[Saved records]
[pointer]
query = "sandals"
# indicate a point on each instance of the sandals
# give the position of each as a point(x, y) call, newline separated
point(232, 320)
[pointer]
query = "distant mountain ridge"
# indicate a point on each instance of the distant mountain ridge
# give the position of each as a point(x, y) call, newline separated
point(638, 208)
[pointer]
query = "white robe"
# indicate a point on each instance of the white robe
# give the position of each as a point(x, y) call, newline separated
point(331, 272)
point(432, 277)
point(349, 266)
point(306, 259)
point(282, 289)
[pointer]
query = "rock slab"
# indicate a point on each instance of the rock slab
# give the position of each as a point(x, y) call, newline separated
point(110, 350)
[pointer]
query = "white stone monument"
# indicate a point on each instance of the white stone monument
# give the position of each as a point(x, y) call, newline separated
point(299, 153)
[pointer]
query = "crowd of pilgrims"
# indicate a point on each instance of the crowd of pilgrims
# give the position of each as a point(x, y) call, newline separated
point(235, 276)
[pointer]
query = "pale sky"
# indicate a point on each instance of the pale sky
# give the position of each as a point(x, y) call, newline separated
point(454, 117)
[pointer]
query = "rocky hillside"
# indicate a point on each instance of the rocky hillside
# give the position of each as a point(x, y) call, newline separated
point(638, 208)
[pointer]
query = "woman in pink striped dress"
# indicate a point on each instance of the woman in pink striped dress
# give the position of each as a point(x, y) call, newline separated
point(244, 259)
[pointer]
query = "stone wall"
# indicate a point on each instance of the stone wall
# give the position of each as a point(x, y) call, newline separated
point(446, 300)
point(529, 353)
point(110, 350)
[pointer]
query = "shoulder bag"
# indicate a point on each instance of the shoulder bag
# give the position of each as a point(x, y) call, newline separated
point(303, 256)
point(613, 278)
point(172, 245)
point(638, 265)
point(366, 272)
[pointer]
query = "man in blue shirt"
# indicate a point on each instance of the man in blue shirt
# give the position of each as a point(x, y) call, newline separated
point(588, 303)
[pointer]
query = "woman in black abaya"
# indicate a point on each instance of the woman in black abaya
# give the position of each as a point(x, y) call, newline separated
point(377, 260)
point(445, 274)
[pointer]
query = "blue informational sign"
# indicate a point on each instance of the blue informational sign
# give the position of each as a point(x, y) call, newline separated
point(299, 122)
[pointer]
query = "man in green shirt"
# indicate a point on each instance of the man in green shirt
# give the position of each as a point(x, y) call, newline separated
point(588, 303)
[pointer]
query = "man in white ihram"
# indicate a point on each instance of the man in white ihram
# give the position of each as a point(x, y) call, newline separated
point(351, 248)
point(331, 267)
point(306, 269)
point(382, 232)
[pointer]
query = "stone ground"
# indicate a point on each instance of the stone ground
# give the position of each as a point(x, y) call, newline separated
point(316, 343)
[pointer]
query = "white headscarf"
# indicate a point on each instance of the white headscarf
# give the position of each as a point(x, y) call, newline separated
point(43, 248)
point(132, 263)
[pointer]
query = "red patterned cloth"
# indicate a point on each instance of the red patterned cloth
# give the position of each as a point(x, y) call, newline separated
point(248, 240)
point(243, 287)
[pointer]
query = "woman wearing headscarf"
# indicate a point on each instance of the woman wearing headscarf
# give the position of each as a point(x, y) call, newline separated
---
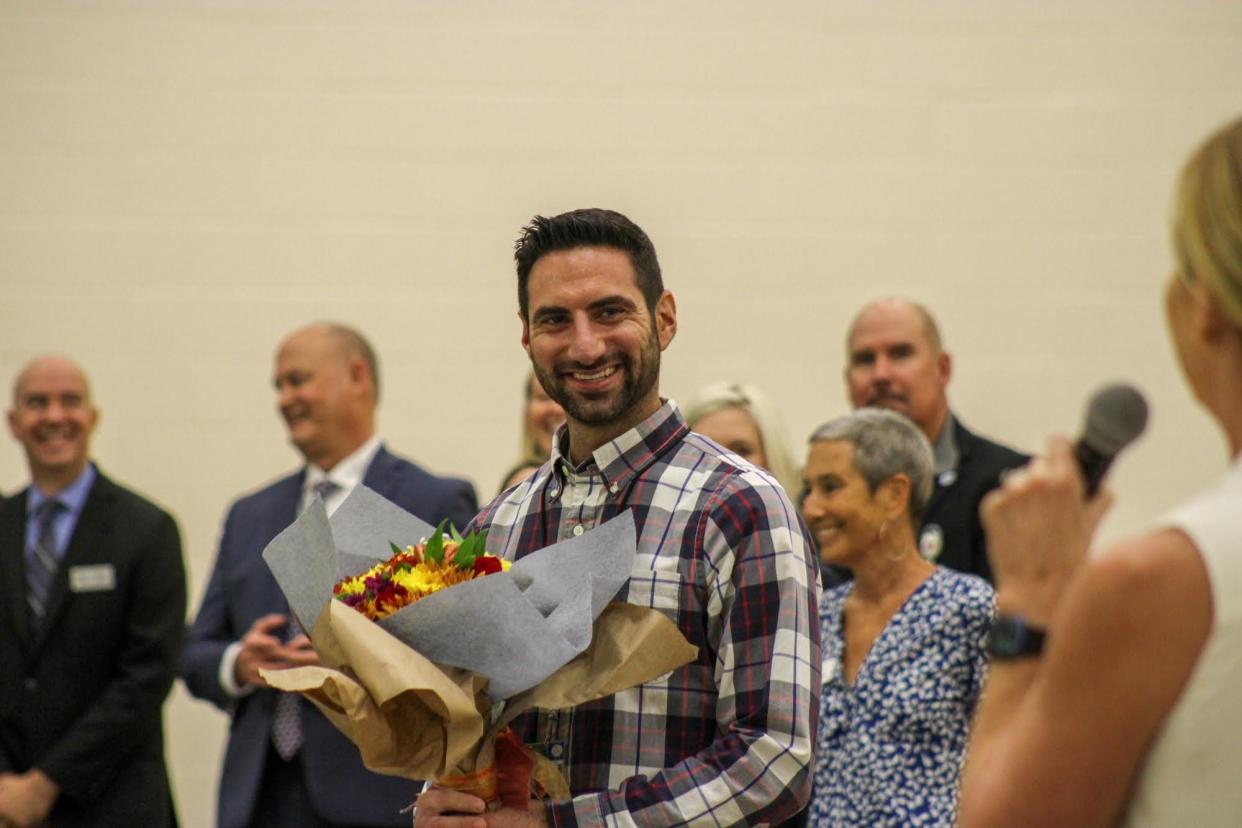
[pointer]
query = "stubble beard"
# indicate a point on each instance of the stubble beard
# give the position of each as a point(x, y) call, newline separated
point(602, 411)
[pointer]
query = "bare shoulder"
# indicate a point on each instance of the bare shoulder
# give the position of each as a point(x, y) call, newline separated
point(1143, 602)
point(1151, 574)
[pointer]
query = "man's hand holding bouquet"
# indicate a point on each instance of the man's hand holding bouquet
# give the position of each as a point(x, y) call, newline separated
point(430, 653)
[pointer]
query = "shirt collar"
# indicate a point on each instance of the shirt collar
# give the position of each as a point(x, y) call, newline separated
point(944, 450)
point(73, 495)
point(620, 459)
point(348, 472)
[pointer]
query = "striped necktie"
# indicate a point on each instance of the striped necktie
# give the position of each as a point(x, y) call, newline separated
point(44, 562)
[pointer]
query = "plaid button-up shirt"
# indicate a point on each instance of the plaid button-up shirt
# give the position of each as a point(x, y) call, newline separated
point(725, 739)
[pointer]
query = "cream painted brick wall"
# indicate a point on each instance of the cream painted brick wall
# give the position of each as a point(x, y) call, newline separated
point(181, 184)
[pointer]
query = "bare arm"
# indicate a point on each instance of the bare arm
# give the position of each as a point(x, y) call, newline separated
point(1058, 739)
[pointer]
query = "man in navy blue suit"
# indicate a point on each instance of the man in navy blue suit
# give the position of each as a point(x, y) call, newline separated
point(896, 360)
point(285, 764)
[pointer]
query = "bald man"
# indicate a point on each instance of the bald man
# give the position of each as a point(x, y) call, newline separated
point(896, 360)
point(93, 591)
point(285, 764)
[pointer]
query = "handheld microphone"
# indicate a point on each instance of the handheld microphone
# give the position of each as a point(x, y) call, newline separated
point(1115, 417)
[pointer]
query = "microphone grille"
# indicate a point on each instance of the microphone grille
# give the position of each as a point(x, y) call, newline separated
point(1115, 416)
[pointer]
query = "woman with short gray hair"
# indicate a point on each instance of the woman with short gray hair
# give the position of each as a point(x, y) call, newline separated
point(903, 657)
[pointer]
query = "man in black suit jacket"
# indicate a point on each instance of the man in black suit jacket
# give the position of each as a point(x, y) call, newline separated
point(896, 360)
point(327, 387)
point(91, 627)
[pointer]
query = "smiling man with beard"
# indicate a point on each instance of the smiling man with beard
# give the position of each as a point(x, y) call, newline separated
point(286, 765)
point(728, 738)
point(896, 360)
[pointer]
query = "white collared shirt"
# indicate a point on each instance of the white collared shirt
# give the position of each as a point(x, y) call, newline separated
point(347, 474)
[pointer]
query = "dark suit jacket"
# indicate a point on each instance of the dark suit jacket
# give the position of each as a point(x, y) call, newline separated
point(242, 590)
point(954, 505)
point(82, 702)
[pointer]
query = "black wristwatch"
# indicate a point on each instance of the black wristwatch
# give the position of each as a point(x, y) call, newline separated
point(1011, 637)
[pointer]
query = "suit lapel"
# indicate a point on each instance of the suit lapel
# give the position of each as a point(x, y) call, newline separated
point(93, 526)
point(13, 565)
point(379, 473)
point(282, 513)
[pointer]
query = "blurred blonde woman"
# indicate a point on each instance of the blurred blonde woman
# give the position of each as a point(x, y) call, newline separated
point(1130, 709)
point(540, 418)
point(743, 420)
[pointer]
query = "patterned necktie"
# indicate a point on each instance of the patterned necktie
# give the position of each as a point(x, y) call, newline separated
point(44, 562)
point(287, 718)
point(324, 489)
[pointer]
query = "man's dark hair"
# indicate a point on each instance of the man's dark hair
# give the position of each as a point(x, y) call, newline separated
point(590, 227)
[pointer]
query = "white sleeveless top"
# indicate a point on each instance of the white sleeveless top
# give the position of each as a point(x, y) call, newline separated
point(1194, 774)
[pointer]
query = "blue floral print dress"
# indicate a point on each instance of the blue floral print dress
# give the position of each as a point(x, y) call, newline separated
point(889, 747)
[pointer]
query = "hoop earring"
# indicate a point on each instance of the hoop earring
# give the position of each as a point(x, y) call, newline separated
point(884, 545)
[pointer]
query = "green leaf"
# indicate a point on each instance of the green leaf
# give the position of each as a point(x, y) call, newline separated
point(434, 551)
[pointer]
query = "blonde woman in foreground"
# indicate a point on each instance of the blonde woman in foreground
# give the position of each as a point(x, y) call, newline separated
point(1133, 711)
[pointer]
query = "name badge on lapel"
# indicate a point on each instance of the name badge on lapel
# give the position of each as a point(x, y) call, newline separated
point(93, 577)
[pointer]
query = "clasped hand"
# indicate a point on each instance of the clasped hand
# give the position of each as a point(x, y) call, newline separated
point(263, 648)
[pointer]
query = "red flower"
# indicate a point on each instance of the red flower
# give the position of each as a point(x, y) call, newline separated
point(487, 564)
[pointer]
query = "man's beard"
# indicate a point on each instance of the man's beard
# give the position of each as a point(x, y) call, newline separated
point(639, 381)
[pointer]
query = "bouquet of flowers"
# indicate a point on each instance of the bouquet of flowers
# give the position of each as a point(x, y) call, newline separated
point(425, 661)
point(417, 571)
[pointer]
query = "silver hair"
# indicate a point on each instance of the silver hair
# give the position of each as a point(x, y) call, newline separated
--
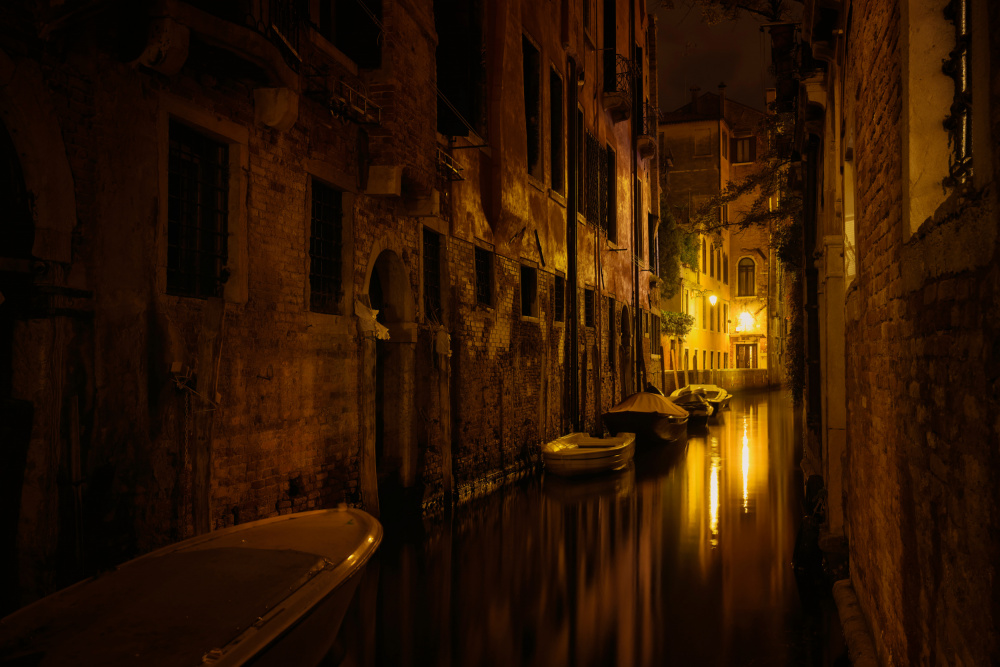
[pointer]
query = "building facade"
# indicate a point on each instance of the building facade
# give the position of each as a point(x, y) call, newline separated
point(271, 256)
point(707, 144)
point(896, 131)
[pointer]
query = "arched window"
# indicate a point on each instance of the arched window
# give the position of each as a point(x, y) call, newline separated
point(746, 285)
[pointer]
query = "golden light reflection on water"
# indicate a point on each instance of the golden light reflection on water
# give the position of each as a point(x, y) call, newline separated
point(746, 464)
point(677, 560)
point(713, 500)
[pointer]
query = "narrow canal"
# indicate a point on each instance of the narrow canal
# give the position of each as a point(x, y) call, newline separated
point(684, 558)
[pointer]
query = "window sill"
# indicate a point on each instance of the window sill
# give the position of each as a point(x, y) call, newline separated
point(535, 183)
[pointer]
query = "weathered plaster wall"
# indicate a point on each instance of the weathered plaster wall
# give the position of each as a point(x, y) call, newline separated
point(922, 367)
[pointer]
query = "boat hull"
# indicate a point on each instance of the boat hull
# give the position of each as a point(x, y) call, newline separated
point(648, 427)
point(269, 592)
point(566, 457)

● **TASK BRIEF**: State how many lines above contain the string "boat", and give only that number.

● **RESULT FOR THIS TASK**: 2